Once the line containing "point: the field" is found, please set it down along with each following line, exactly, to the end of the material.

Start of Block

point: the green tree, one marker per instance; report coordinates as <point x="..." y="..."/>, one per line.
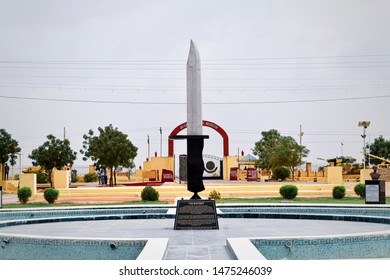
<point x="53" y="153"/>
<point x="265" y="148"/>
<point x="380" y="148"/>
<point x="275" y="150"/>
<point x="8" y="150"/>
<point x="111" y="149"/>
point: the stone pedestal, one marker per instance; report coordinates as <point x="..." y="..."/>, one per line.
<point x="30" y="181"/>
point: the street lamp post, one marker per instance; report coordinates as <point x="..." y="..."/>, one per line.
<point x="364" y="124"/>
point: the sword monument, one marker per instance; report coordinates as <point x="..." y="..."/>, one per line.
<point x="195" y="213"/>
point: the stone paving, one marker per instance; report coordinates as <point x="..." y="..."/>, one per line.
<point x="196" y="244"/>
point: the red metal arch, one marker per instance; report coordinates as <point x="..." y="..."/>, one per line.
<point x="212" y="125"/>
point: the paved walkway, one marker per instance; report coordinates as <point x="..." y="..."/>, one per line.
<point x="195" y="244"/>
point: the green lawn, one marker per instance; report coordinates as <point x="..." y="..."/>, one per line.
<point x="323" y="200"/>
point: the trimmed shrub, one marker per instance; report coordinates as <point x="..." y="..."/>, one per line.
<point x="91" y="177"/>
<point x="360" y="190"/>
<point x="288" y="191"/>
<point x="338" y="192"/>
<point x="215" y="195"/>
<point x="281" y="173"/>
<point x="149" y="194"/>
<point x="51" y="195"/>
<point x="74" y="176"/>
<point x="24" y="194"/>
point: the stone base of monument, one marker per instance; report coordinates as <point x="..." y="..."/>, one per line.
<point x="196" y="214"/>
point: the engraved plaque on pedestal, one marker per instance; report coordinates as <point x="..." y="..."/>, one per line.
<point x="196" y="214"/>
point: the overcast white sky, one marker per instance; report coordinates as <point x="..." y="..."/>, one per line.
<point x="261" y="60"/>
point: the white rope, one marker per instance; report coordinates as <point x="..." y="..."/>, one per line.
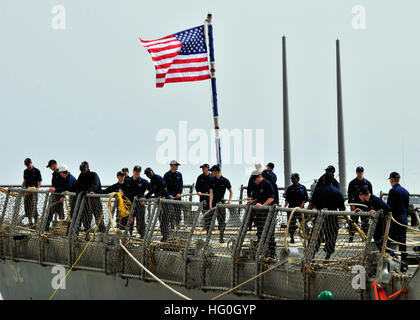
<point x="404" y="225"/>
<point x="152" y="275"/>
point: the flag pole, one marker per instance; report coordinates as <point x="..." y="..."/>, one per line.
<point x="213" y="89"/>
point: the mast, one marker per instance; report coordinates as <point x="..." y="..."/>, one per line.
<point x="214" y="91"/>
<point x="286" y="126"/>
<point x="340" y="123"/>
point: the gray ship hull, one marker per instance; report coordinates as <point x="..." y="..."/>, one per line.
<point x="30" y="281"/>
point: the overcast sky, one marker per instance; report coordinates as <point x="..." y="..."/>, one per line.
<point x="88" y="92"/>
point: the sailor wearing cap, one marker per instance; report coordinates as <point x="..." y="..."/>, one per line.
<point x="31" y="179"/>
<point x="251" y="185"/>
<point x="125" y="172"/>
<point x="266" y="175"/>
<point x="135" y="187"/>
<point x="159" y="189"/>
<point x="328" y="197"/>
<point x="218" y="187"/>
<point x="57" y="186"/>
<point x="398" y="200"/>
<point x="173" y="179"/>
<point x="262" y="195"/>
<point x="353" y="196"/>
<point x="329" y="169"/>
<point x="89" y="182"/>
<point x="69" y="185"/>
<point x="270" y="168"/>
<point x="374" y="204"/>
<point x="296" y="196"/>
<point x="202" y="185"/>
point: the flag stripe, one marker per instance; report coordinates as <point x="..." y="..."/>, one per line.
<point x="159" y="50"/>
<point x="179" y="57"/>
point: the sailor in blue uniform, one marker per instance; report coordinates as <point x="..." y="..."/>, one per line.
<point x="296" y="196"/>
<point x="218" y="188"/>
<point x="89" y="182"/>
<point x="135" y="187"/>
<point x="116" y="187"/>
<point x="328" y="197"/>
<point x="159" y="190"/>
<point x="69" y="186"/>
<point x="31" y="178"/>
<point x="270" y="168"/>
<point x="251" y="184"/>
<point x="374" y="204"/>
<point x="57" y="185"/>
<point x="174" y="183"/>
<point x="398" y="200"/>
<point x="329" y="169"/>
<point x="263" y="195"/>
<point x="202" y="186"/>
<point x="353" y="197"/>
<point x="266" y="175"/>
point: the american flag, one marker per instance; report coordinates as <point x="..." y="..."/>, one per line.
<point x="179" y="57"/>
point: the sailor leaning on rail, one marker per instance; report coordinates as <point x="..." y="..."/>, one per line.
<point x="31" y="179"/>
<point x="262" y="195"/>
<point x="353" y="197"/>
<point x="57" y="186"/>
<point x="202" y="186"/>
<point x="218" y="188"/>
<point x="296" y="195"/>
<point x="327" y="196"/>
<point x="117" y="187"/>
<point x="374" y="204"/>
<point x="89" y="182"/>
<point x="135" y="187"/>
<point x="159" y="190"/>
<point x="398" y="200"/>
<point x="175" y="184"/>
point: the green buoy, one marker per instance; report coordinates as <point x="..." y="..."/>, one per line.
<point x="326" y="295"/>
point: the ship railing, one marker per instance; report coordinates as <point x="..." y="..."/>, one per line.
<point x="193" y="254"/>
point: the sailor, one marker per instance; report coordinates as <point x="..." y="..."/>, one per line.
<point x="374" y="204"/>
<point x="135" y="187"/>
<point x="270" y="168"/>
<point x="218" y="188"/>
<point x="116" y="187"/>
<point x="266" y="175"/>
<point x="329" y="169"/>
<point x="262" y="195"/>
<point x="296" y="196"/>
<point x="126" y="172"/>
<point x="57" y="186"/>
<point x="69" y="186"/>
<point x="31" y="179"/>
<point x="89" y="182"/>
<point x="159" y="190"/>
<point x="251" y="184"/>
<point x="327" y="196"/>
<point x="202" y="186"/>
<point x="353" y="197"/>
<point x="173" y="179"/>
<point x="398" y="200"/>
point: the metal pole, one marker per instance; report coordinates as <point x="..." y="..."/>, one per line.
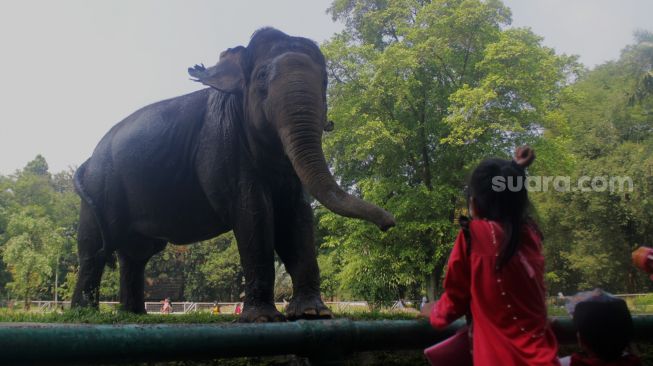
<point x="33" y="344"/>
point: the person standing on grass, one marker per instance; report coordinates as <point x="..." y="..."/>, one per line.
<point x="496" y="274"/>
<point x="166" y="308"/>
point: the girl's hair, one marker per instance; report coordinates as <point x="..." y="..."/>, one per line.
<point x="498" y="188"/>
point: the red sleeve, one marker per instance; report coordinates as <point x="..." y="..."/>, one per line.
<point x="454" y="302"/>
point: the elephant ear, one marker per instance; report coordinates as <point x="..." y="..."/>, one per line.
<point x="227" y="76"/>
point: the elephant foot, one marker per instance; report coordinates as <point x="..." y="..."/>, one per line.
<point x="307" y="307"/>
<point x="261" y="314"/>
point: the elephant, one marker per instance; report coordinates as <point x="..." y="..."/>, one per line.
<point x="239" y="155"/>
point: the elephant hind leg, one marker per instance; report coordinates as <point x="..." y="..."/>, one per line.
<point x="132" y="272"/>
<point x="91" y="265"/>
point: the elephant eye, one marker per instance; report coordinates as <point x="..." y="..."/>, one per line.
<point x="262" y="78"/>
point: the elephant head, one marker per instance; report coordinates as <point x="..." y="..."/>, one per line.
<point x="282" y="81"/>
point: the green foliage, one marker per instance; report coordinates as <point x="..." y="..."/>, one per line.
<point x="420" y="92"/>
<point x="38" y="224"/>
<point x="590" y="235"/>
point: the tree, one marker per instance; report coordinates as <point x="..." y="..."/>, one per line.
<point x="30" y="253"/>
<point x="590" y="235"/>
<point x="420" y="91"/>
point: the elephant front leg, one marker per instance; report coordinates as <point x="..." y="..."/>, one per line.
<point x="91" y="265"/>
<point x="296" y="248"/>
<point x="255" y="236"/>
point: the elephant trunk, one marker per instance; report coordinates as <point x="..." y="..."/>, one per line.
<point x="302" y="143"/>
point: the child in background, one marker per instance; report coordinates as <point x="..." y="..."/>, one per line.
<point x="497" y="275"/>
<point x="605" y="329"/>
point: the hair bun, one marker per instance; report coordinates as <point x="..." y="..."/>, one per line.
<point x="524" y="156"/>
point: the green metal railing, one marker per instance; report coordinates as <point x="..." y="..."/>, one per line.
<point x="328" y="341"/>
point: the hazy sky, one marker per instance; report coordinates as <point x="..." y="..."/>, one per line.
<point x="70" y="69"/>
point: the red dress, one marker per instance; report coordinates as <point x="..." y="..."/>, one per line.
<point x="510" y="324"/>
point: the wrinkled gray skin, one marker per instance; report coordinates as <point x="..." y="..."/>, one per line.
<point x="234" y="156"/>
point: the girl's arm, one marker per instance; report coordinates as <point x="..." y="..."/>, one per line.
<point x="454" y="302"/>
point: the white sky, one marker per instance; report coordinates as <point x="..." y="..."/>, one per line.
<point x="70" y="69"/>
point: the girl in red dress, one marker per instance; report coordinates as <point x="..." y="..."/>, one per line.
<point x="497" y="274"/>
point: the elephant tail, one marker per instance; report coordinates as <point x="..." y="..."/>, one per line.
<point x="104" y="255"/>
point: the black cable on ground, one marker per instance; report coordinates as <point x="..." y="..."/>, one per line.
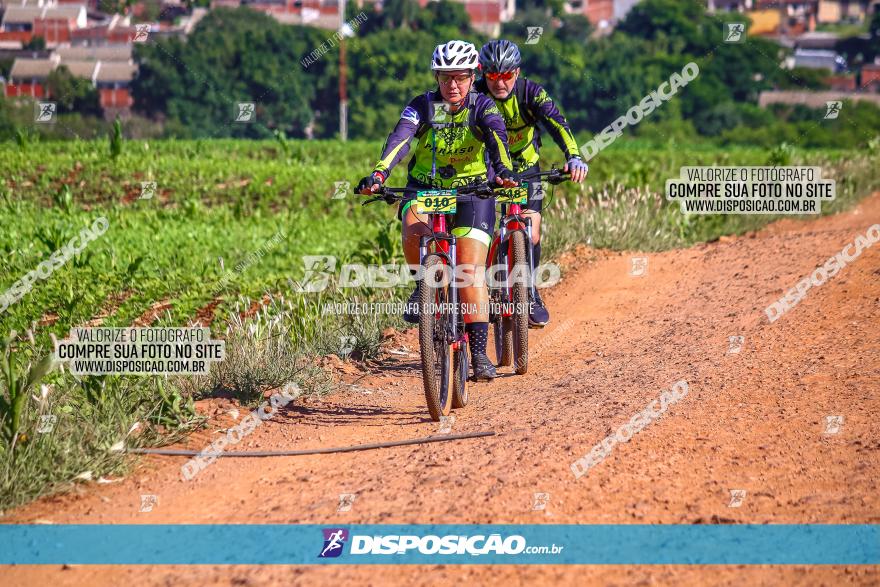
<point x="313" y="451"/>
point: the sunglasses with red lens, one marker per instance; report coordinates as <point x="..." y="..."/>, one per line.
<point x="495" y="76"/>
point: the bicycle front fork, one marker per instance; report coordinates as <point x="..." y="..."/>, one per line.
<point x="454" y="334"/>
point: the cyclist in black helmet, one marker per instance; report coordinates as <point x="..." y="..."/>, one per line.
<point x="523" y="104"/>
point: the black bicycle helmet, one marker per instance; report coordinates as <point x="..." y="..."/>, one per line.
<point x="499" y="55"/>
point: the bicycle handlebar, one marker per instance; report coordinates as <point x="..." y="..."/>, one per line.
<point x="391" y="195"/>
<point x="554" y="176"/>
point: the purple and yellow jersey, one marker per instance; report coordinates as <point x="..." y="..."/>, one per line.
<point x="523" y="108"/>
<point x="451" y="147"/>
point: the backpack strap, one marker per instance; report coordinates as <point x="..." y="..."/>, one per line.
<point x="522" y="100"/>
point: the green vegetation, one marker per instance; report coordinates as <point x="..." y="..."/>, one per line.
<point x="233" y="199"/>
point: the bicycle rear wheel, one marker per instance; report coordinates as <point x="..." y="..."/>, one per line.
<point x="435" y="349"/>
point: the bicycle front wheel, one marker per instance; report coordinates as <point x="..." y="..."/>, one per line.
<point x="434" y="341"/>
<point x="519" y="321"/>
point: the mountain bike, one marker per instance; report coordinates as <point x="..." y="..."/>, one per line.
<point x="511" y="284"/>
<point x="443" y="342"/>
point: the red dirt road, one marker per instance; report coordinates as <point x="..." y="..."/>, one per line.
<point x="753" y="421"/>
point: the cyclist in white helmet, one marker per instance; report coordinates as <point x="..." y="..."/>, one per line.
<point x="455" y="129"/>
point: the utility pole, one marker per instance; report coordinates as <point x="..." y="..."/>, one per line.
<point x="343" y="97"/>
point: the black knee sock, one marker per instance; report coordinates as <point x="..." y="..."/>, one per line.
<point x="478" y="336"/>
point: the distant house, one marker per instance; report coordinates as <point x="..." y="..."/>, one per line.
<point x="871" y="77"/>
<point x="820" y="59"/>
<point x="28" y="77"/>
<point x="110" y="69"/>
<point x="600" y="13"/>
<point x="54" y="22"/>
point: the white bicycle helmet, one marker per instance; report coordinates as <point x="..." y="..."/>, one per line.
<point x="455" y="55"/>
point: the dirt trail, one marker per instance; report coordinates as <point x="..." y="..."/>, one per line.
<point x="754" y="421"/>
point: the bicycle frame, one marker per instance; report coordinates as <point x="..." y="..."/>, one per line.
<point x="512" y="220"/>
<point x="446" y="248"/>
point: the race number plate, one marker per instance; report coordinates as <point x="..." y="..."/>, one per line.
<point x="435" y="202"/>
<point x="517" y="195"/>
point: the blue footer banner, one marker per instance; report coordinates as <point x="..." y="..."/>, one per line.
<point x="782" y="544"/>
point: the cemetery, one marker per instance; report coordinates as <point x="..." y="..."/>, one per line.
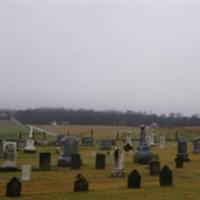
<point x="74" y="166"/>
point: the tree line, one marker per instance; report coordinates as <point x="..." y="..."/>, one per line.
<point x="92" y="117"/>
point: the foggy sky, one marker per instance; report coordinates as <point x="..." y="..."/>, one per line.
<point x="101" y="54"/>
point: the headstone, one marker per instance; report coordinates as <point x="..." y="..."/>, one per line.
<point x="182" y="150"/>
<point x="196" y="145"/>
<point x="166" y="178"/>
<point x="26" y="172"/>
<point x="69" y="146"/>
<point x="162" y="142"/>
<point x="134" y="179"/>
<point x="75" y="161"/>
<point x="9" y="155"/>
<point x="87" y="141"/>
<point x="45" y="161"/>
<point x="118" y="163"/>
<point x="128" y="146"/>
<point x="81" y="184"/>
<point x="143" y="154"/>
<point x="100" y="161"/>
<point x="13" y="188"/>
<point x="179" y="161"/>
<point x="154" y="168"/>
<point x="106" y="145"/>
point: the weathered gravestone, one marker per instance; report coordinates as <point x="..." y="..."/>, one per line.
<point x="134" y="179"/>
<point x="143" y="154"/>
<point x="81" y="184"/>
<point x="26" y="172"/>
<point x="106" y="145"/>
<point x="100" y="161"/>
<point x="13" y="188"/>
<point x="9" y="156"/>
<point x="182" y="150"/>
<point x="154" y="168"/>
<point x="75" y="161"/>
<point x="179" y="161"/>
<point x="69" y="146"/>
<point x="45" y="161"/>
<point x="166" y="178"/>
<point x="196" y="145"/>
<point x="128" y="146"/>
<point x="87" y="141"/>
<point x="118" y="163"/>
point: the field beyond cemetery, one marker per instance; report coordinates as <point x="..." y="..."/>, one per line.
<point x="58" y="183"/>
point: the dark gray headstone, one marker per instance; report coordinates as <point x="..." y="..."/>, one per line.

End of Block

_Result of the exercise:_
point: the field beyond cemetery, one marker per instance; report coordinates as <point x="..." y="..."/>, one per line.
<point x="58" y="183"/>
point: the dark gray headstone, one marker per instance; report coordinates as <point x="..." y="..."/>, one per line.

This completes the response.